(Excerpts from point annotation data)
— start —
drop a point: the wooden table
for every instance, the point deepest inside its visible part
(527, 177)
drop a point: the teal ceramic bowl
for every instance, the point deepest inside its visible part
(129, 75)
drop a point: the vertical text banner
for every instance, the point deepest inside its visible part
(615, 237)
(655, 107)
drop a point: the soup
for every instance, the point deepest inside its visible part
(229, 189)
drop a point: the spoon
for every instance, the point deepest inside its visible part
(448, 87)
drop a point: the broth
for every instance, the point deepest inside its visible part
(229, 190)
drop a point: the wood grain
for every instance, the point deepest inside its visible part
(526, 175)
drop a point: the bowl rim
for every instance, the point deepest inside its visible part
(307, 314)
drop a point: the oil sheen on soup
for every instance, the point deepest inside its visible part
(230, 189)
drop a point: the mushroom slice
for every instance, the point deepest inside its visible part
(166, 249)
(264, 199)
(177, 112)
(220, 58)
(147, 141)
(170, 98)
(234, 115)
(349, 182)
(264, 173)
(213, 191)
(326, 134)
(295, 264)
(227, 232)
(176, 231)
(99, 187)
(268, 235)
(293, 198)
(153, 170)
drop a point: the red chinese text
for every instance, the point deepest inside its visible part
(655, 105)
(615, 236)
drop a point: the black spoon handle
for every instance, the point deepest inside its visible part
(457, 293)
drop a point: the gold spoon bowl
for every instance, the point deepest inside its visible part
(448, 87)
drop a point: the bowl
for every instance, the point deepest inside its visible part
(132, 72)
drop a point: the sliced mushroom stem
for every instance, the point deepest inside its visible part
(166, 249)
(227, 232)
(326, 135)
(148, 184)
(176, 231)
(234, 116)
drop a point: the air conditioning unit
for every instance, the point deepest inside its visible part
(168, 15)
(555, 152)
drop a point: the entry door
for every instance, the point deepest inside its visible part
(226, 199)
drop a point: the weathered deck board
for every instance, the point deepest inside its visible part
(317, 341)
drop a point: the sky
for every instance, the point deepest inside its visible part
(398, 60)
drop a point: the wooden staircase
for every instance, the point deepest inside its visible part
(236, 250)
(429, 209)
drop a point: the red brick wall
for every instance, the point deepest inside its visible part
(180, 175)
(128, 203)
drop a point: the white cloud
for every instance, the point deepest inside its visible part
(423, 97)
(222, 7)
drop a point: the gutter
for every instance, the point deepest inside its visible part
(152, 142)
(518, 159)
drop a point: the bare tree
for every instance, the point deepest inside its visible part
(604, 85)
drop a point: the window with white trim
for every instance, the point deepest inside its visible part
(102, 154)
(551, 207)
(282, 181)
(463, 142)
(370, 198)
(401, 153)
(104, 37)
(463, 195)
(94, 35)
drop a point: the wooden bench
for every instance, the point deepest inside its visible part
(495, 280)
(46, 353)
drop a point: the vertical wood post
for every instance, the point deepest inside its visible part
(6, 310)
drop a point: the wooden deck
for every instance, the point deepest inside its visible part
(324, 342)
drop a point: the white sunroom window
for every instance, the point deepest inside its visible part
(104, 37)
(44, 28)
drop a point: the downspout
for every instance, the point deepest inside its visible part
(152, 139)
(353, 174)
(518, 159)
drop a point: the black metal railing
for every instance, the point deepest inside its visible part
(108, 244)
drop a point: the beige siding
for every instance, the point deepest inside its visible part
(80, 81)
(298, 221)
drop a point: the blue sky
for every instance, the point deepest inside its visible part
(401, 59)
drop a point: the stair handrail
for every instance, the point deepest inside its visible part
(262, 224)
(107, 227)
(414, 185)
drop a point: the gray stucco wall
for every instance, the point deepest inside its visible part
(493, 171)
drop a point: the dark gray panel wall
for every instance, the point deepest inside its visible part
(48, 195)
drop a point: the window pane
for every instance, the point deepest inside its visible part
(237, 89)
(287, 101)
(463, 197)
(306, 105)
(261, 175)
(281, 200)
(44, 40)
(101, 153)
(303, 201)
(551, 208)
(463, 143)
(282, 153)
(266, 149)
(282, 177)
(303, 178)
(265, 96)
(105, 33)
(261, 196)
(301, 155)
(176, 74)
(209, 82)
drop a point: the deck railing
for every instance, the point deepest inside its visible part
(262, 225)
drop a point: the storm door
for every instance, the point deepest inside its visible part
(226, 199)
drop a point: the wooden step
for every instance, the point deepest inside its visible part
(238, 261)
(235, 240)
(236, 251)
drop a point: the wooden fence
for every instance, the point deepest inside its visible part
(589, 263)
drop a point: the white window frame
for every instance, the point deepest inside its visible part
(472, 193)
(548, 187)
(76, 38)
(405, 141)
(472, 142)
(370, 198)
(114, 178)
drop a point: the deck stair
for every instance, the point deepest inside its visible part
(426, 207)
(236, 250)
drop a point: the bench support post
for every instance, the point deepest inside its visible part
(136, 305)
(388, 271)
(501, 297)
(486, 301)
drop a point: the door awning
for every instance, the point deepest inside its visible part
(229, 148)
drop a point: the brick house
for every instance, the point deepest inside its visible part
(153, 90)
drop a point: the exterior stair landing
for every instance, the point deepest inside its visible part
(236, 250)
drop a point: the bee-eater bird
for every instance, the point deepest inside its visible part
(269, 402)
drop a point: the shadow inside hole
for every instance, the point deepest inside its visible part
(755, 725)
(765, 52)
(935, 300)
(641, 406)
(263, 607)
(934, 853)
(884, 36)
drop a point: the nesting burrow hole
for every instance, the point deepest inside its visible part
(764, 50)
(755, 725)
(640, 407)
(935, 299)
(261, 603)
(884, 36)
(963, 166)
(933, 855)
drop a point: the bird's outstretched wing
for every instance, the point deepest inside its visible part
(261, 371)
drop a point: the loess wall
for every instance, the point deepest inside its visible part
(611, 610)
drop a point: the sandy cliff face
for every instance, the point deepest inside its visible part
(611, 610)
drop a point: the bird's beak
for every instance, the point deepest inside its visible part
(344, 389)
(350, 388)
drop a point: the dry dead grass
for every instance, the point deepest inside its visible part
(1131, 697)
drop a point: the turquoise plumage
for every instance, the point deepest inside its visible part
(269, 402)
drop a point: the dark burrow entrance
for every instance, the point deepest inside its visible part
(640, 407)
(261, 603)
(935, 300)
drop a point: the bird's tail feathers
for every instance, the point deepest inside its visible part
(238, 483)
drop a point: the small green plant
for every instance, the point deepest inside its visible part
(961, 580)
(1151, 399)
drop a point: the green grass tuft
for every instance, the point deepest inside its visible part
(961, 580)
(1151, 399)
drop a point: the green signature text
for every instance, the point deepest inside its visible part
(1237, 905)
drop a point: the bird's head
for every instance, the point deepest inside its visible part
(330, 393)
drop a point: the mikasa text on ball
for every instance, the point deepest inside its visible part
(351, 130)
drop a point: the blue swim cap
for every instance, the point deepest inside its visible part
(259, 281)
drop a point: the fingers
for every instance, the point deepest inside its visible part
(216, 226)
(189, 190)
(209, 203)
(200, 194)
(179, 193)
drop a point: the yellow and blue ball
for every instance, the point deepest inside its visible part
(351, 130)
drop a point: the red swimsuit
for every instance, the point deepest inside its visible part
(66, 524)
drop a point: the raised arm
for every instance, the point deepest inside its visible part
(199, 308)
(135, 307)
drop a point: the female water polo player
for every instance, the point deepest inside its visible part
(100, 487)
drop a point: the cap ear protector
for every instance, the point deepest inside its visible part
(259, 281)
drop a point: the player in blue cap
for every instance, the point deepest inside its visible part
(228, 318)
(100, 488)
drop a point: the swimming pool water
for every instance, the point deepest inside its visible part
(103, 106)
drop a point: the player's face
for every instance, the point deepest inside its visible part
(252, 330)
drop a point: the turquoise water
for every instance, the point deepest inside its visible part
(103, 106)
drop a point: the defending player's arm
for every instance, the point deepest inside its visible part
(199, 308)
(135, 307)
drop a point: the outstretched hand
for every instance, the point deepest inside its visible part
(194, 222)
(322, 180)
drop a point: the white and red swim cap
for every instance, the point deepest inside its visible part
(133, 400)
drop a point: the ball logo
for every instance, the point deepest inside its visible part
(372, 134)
— end —
The request: Put the lines of the material into a numbered list with blank lines left out. Begin at the line that contains "drop a point: the outstretched hand" and stop at the end of the material.

Task solution:
1. drop a point: the outstretched hand
2. for every instance, the point deepest inside its visible part
3. (194, 222)
4. (322, 180)
5. drop a point: the white and red swim cap
6. for every instance, the point deepest inside its visible part
7. (133, 400)
8. drop a point: the ball logo
9. for every instance, the point deepest inside its visible part
10. (372, 134)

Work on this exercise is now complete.